───── Exercise material ─────
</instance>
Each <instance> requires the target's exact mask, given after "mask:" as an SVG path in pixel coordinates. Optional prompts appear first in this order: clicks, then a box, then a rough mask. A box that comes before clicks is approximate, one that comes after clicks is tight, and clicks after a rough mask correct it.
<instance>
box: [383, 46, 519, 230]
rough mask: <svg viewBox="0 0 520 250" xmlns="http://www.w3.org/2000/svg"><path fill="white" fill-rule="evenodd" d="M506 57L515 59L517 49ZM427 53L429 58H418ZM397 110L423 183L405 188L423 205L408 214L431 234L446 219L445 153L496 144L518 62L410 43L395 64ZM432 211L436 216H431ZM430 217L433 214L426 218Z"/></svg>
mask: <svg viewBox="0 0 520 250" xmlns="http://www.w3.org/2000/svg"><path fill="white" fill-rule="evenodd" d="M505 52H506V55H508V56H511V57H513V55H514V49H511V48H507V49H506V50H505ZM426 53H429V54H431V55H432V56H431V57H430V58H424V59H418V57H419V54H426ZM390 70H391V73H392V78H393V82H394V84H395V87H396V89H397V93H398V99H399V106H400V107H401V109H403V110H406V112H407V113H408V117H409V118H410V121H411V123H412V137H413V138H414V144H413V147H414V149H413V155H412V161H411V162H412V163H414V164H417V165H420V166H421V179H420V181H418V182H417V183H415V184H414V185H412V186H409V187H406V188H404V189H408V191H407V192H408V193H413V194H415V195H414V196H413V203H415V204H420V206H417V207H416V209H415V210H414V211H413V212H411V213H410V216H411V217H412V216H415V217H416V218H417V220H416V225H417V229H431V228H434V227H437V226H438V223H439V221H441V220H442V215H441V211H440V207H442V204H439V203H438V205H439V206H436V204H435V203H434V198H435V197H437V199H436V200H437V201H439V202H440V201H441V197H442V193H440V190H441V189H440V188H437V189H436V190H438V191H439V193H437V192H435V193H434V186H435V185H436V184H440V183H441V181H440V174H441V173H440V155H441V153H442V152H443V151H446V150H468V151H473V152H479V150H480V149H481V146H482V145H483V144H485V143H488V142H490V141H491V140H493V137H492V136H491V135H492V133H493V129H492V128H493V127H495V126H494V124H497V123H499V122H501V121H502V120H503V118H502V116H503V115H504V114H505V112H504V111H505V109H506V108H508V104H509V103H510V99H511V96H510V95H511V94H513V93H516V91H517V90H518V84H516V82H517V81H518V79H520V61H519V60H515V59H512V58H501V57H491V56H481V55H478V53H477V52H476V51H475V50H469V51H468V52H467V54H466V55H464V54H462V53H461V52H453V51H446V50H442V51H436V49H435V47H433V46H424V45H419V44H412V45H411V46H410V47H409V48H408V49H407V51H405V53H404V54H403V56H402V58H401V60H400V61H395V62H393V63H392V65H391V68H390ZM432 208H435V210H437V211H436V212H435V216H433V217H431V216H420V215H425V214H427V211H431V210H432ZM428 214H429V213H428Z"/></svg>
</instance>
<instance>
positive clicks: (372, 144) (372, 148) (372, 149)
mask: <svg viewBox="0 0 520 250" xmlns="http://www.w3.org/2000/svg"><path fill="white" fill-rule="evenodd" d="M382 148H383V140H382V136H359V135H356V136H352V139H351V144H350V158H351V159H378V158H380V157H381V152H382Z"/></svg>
─────
» Exercise:
Keep to the lines above, from the first one through the line where "box: [383, 46, 519, 230]" appears, and copy them exactly.

» Exercise answer:
</instance>
Each <instance> requires the target's exact mask, given after "mask:" as an SVG path in pixel coordinates. Optional prompts appear first in this order: clicks, then a box, then a rough mask. A box that comes before clicks is approximate, one that comes after clicks is tight, and clicks after a rough mask correct it.
<instance>
box: [383, 46, 519, 230]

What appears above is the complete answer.